** What to work on **
Write the next part of the biography of Katherine Woodville shown below, starting right after its last sentence.

** Text segment **
----

Katherine was a member of the sizable Woodville or Wydeville family who came to prominence when King Edward IV of England married her sister Elizabeth Woodville. Although the family would suffer many adversities during the time of great upheaval which would later be named the Wars of the Roses, Katherine managed to survive and live well into the reign of the new Tudor king Henry VII. She married three times and had several prominent children.
Katherine was born c. 1458. Her father was Sir Richard Woodville, 1st Earl Rivers and her mother was Jacquetta, Duchess of Bedford. Sir Richard was from a prominent family of the landed gentry and Jacquetta was of the nobility of Luxembourg. The Woodville family was large and Katherine appears to have been one of the youngest if not the youngest child. Little is known of her childhood but she would have been given an education worthy of a child of her rank.
The Woodville family lived a quiet life in their home of Grafton Regis in Northamptonshire until their fortunes changed dramatically sometime in 1464. King Edward IV married Katherine’s eldest sister Elizabeth, the widow of a Lancastrian knight. From that point on, many of the Woodvilles found positions at court and were married into the nobility of England.
Shortly before the new Queen’s coronation, Katherine was married to Henry Stafford, 2nd Duke of Buckingham. He was about four years older than Katherine. The couple attended the coronation of Queen Elizabeth on May 26, 1465. Because of their youth, both were carried on the shoulders of unnamed persons in the procession for the ceremony. Katherine dined at the feast afterwards. There is some evidence that Katherine served in the household of the Queen in the mid-to-late 1460’s. Her husband was in the custody of the Queen during these years and lived in her household.
In 1472, Katherine was present for the great festivities at court during the visit of the Flemish courtier and nobleman Louis de Gruthuyse. Around the time of the readeption of King Henry VI, her husband was in the custody of his grandmother. In 1474, he finally had most of his inheritance in hand. It is presumed Katherine and Henry would have been living together at this time. In 1475, Henry participated in the invasion of France with King Edward but he returned before the peace talks at Picquigny in August.
After this, Henry was noticeably out of public life, living quietly with Katherine on his estates in Brecon, Wales. Katherine attended the wedding and banquet of her nephew Richard Duke of York to Anne Mowbray in January 1478. About a month later, Katherine’s first child Edward was born and King Edward IV served as his godfather. Katherine would have both a daughter Elizabeth and a son Henry in 1479 and a daughter Anne in 1483. There may have been another son Humphrey who died young.

----

** Given data **
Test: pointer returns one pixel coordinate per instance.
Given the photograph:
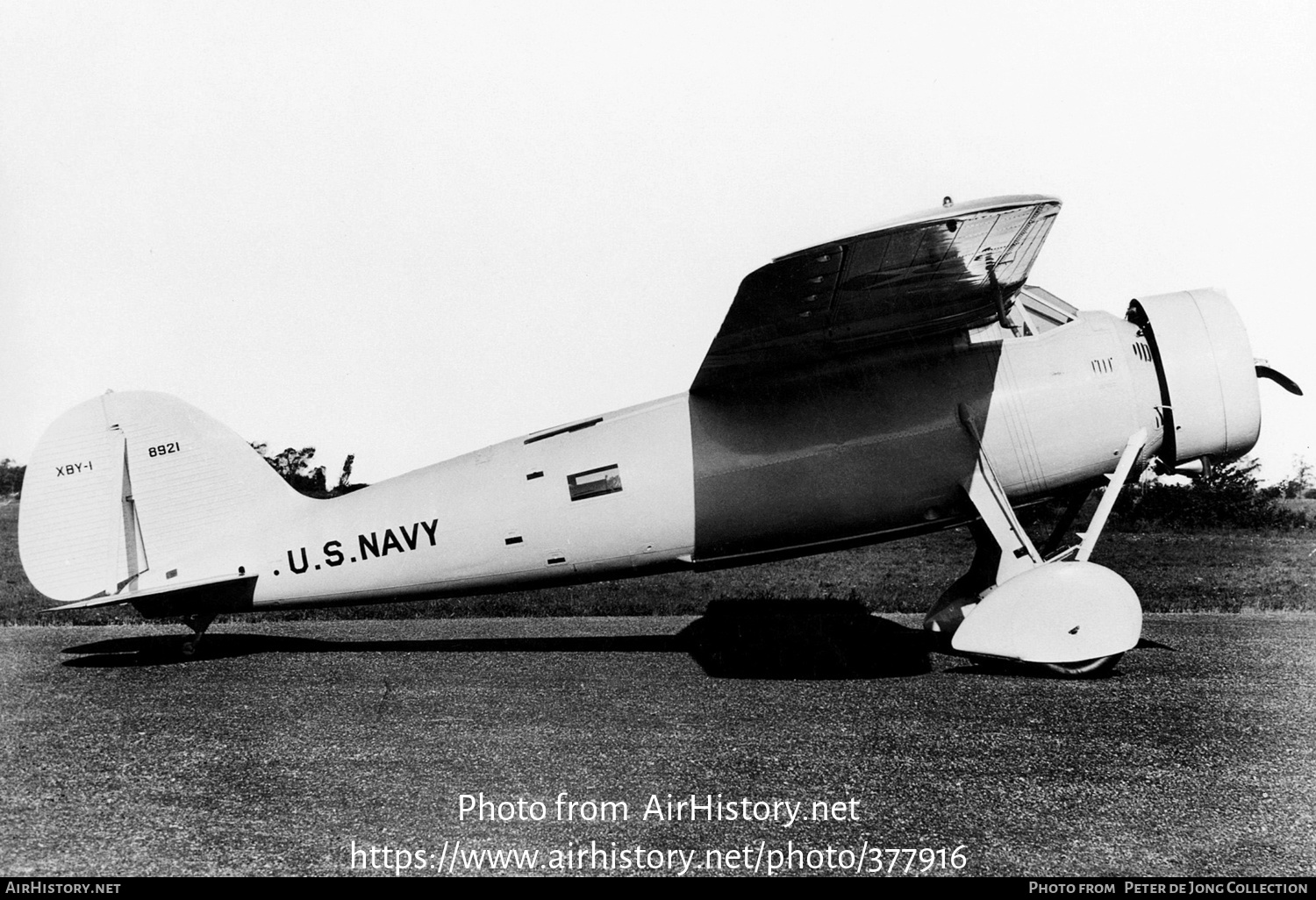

----

** Exercise result **
King Edward IV died unexpectedly in April of 1483. He was succeeded by his young son Edward V. But Edward IV’s brother Richard Duke of Gloucester usurped the throne from his nephew with the help of Katherine’s husband and Edward V and his brother Richard Duke of York were imprisoned in the Tower of London upon the suggestion of Buckingham. Buckingham was richly rewarded by Richard III for his help. Because of Richard’s hostilities towards Katherine’s family, she did not attend his coronation.
By the fall of 1483, the two princes had disappeared from the Tower and were never seen again. Buckingham, for whatever reasons, made the fateful decision to rebel against King Richard III and joined the men who backed Henry Tudor for the throne. Katherine was with her husband when he moved from the family home in Brecon to Weobley, leaving her daughters at Brecon. The rebellion was a failure and Buckingham fled, entrusting his eldest son to a reliable knight for protection. He was eventually captured and beheaded on November 2, 1483. Buckingham’s will granted Katherine a one thousand mark jointure but she was attainted by Parliament and deprived of this money.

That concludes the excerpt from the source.